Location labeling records
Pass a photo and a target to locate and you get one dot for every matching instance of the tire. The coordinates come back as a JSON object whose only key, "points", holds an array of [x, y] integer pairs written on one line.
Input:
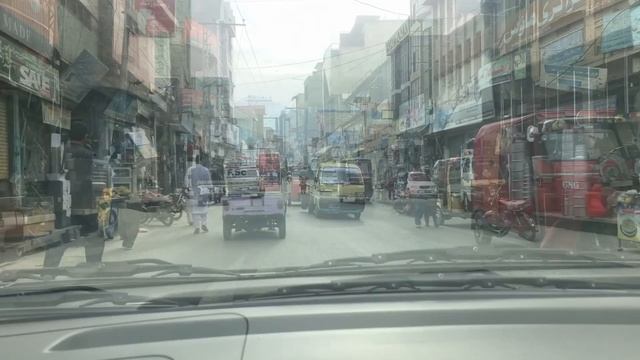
{"points": [[282, 228], [529, 230], [166, 218], [226, 229], [482, 236], [112, 225], [177, 214]]}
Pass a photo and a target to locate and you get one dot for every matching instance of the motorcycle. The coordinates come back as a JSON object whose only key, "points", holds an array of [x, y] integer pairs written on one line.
{"points": [[511, 215], [179, 203], [156, 206], [402, 204]]}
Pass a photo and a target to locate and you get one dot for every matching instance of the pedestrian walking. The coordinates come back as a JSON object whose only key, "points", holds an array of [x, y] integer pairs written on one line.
{"points": [[425, 206], [391, 188], [199, 181]]}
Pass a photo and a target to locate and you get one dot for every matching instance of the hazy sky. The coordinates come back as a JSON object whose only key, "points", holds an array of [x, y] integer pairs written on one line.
{"points": [[293, 31]]}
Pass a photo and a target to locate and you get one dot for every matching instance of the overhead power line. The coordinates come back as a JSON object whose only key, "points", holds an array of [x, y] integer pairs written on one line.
{"points": [[302, 62], [326, 68], [379, 8]]}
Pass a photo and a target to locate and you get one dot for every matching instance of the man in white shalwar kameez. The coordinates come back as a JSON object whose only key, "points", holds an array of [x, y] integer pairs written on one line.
{"points": [[198, 178]]}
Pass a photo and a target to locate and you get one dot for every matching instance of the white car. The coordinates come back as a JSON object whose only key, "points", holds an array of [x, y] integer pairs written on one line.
{"points": [[419, 184]]}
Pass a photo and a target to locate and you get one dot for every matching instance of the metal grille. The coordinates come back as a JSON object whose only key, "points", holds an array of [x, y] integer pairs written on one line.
{"points": [[4, 140]]}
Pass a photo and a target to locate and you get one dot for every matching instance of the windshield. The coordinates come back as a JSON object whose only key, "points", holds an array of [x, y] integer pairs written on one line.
{"points": [[278, 134], [418, 177], [580, 144], [348, 176]]}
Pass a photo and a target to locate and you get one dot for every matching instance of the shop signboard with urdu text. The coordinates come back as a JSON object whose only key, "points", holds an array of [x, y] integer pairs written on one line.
{"points": [[56, 116], [567, 78], [566, 49], [32, 23], [620, 29], [28, 72]]}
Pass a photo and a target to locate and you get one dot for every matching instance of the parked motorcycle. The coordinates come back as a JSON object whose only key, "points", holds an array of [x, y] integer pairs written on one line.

Work to do -> Reproduce the material above with "integer pairs" replaced by "whole-number pairs" wherever it occurs, leaving everything else unchanged. Omit the pictures from your answer.

Solution below ->
Pass a photo and a target to locate and you get one dot for every matching instance of the tire. The coordinates come back as a JSON object whose only key, "points", holds an array of [x, y] whole-number pairs written on one line.
Input:
{"points": [[282, 228], [529, 230], [166, 218], [226, 229], [482, 236], [112, 225], [177, 214]]}
Pass a photo and a target to locate and you get one dot for every matching instance of the motorcycle. The coordinates come back as a JSON object whose only key, "points", holds an array of [x, y] whole-number pairs written on one line.
{"points": [[511, 215], [179, 203], [156, 206], [402, 204]]}
Pass a photo and a target to locate and you get one dot for every matching instance of the pedestrian walking. The coordinates come back as a JSON object whose only key, "points", holds an array of [x, y] whole-number pairs written on one line.
{"points": [[425, 206], [391, 188], [199, 181]]}
Pass a photo and a target to locate and you get one dot for every matching instance of the hazy sky. The coordinates come back as a JSON object whose only key, "points", holds an array of [x, y] whole-number pairs written on one line.
{"points": [[293, 31]]}
Pass a photo and a target to locate and you get one dot for every matching instance of the overhead power line. The coordinates come back as a JSON object whose only key, "points", holds an array of [x, y] whole-number pairs written on one line.
{"points": [[302, 62], [326, 68], [379, 8]]}
Pass a photo and a target to locate and you get one dot for every matching instance of the man in white shalwar kameez. The coordinates come back as a JSON object whose only key, "points", holds an array of [x, y] whole-number pairs written on one line.
{"points": [[198, 178]]}
Pass a photo and a target to locate and you get one dot for every matching instance of the white car. The coordinates come back as a JSON object whose only key, "points", holds an array of [x, y] whole-number pairs written on one line.
{"points": [[419, 184]]}
Pass a photo and a target to locate and you get one dot for every matching instance of the metal grille. The coordinates come back as a JSON object whose only key, "points", holds an array of [x, y] whole-number pairs written on one line.
{"points": [[4, 140]]}
Pass a photo and a target to locate and you get one dot for every matching instance of the windshield. The coordinates come back as a JSON object whose only key, "points", holds an array of [x, y] whole-number pairs written on one line.
{"points": [[278, 134], [418, 177], [580, 144], [348, 176]]}
Pass a photo and a target to locate and you get one dot for every matching instance of the shop signboard with urdu text. The coordinates come back as a JSON object whose only key, "points", holds an array of [x, y] whole-number pairs written on one line.
{"points": [[56, 116], [567, 78], [566, 49], [32, 23], [620, 29], [28, 72]]}
Pass a photo and a target to locate and you get one dot for every matching instance of the parked motorcycle. The coordinates come back as a JSON object whose only key, "points", holds an array of [x, y] whole-number pairs written on one line.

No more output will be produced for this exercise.